* [SET TASKS]
1) List the number of every question in the factor analysis notes.
2) Continue the factor analysis notes from the point where they stop.

You have the option to only analyse the observed covariance matrix which is very useful for factor analysis since a covariance matrix already contains all the information about the structure of your data. From a covariance matrix you ca already fit a one parameter model since you have your factor loadings and residual variance.

Question 21

What is a downside to using the covariance matrix in estimating the MLE for a factor analysis?

Answer 21

There’s no intercepts in the model because for the intercepts you really need the means of the data which is not contained in a covariance matrix.

Question 22

What two alternative methods for parameter estimation exist?

Answer 22

Weighted least squares and bayesian estimation (Also popular but not discussed in this course)

Question 23

Given data with 1000 subjects answering 10 questions on a 5 point likert scale, how would you write up code to carry out a factor analysis? Explain the code

head(E)

Answer 23

library(lavaan)
model = “eta = ~Y1 + Y2 + Y3 + Y4 +Y5 + Y6 +Y7 + Y8 +Y9 + Y10”
fit = cfa(model = model, data = E, meansstructure = TRUE, std.lv = TRUE)

where eta is the common factor and can be given any name akin to a variable, =~ indicated that it is measured by…, cfa runs a confirmatory factor analysis, data is called E, meanstructure = TRUE means that you want to calculate the intercepts, std.lv = TRUE means that you want to standardise the latent variable with 𝜇𝜂 =0 and 𝜎𝜂2 =1

Question 24

There is a screenshot of CFA output in the docs. Describe the information that is presented under the factor name

Answer 24

The factor loadings are given under whatever you called the factor (e.g eta). The estimates are the factor loading estimates (how well an item measures the latent trait), negative items are contra-indicative in that the higher you score on an item, the lower you score on a latent trait. If you divide the estimate by the standard error then you get the z value, both of which are shown. If an estimate is shown to be non-significant then it does not measure the latent trait. Std.a;; are the standardised factor loadings; they are the correlations between the item/variable and the factor. If you square this value then you get the shared variance between the item and the common factor.

* [ENTRIES SUPPLIED]
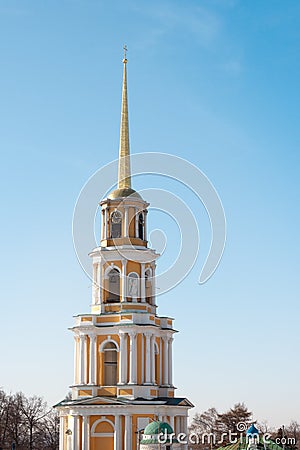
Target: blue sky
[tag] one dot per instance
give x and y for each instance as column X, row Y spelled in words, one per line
---
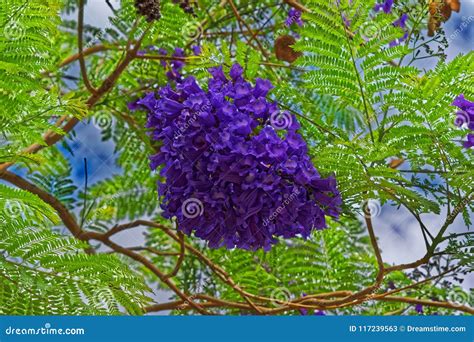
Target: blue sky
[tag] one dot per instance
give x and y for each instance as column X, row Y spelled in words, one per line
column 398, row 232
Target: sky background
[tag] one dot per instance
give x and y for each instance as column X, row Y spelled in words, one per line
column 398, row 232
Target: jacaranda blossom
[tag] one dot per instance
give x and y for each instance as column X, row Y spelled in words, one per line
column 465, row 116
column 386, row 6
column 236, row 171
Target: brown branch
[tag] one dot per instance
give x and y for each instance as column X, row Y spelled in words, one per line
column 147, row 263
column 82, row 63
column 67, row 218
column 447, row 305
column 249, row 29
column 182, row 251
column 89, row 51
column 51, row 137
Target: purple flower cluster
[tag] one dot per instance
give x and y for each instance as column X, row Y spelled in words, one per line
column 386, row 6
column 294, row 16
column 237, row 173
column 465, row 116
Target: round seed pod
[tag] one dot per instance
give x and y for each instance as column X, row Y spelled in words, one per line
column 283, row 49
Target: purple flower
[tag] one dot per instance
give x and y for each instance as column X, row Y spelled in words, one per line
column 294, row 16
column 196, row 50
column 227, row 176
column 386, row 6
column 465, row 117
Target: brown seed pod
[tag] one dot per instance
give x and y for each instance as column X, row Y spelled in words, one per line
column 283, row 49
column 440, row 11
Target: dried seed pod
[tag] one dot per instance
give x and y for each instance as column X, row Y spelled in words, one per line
--
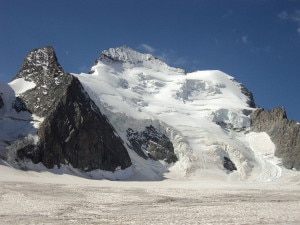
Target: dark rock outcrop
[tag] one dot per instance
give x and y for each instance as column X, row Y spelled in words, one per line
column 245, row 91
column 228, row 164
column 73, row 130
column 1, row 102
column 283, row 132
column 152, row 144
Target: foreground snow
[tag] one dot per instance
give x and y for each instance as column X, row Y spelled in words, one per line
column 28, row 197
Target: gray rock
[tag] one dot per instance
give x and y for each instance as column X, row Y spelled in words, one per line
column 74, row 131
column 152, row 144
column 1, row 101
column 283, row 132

* [ANSWERS BELOW]
1) 21, 22, 23, 24

2)
Question 25

There is a screenshot of CFA output in the docs. Describe the information that is presented under intercepts

Answer 25

For the intercepts the estimated intercepts are simply the mean of the variable (mean response to an item). Std error, z value and Pvalue are similar to before and not interesting. Std.all gives the standardised intercepts; the mean if the variable is standardised (We won’t use this much.)

Question 26

There is a screenshot of CFA output in the docs. Describe the information that is presented under variances

Answer 26

Under variances, the estimates are the estimated residual variances (How much they deviated from the model. The variance of the latent trait (efa) is set to one here if you specified lvd.sd = TRUE. Std.ERr, zvalue and pvalue are also uninteresting here especially since you cannot even use these to test for the residual variances larger than 0 due to a boundary constraint. The STd.all gives the standardised residual variances which are interesting; they are the unexplained variance by factor, 1 - P|2,Y|mp i.e ‘uniqueness’

Question 27

Contrast the two main types of factor analysis

Answer 27

Exploratory factor analysis: is used when the factor structure is unknown (number, loadings)
• The number of factors, 𝑚, is systematically altered by the researcher
• All items load on all factors

Confirmatory factor analysis is used when the number of factors, 𝑚, is derived from theory/expectations
• The loadings are derived from theory/expectations

Question 28

Give the model for an exploratory factor analysis

Answer 28

𝑌𝑝𝑖 =𝜆1𝑖 𝜂1𝑝 +𝜆2𝑖 𝜂2𝑝 +⋯𝜆𝑚𝑖 𝜂𝑚𝑝 +𝜖𝑝𝑖

up until 𝑚 factors where 𝜂1𝑝 is the first factor for person p and 𝜂2𝑝 is the second factor for person p.

𝜆1𝑖 is the loading of item i on that first factor.
𝜆2𝑖 is the loading of item 𝑖 on factor 2, 𝜂2𝑝 etc.

𝜖𝑝𝑖 is the residual

Question 29

Where is the intercept in an exploratory factor analysis model?

Answer 29

There is not intercept, the key is to reveal the factor structure. Everything you need for this factor structure is already in a covariance matrix and so the means/ an intercept is not needed.

Question 30

What are the population parameters of an exploratory factor analysis?

Answer 30

𝜎|^2,𝜂1| is the variance of factor 1, 𝜂1𝑝
𝜎|^2,𝜂2| is the variance of factor 2, 𝜂2𝑝

etc.
𝜎𝜂1𝜂2 is the covariance between factor 1 and 2
etc.

Question 31

What are the two most popular methods of parameter estimation in factor analysis?

Answer 31

Principal factoring

Maximum likelihood

Question 32

What does principal factoring consist of?

Answer 32

• Based on the Eigenvalues of the principal factors.
• Same tools as in principal component analysis (see IRT lecture)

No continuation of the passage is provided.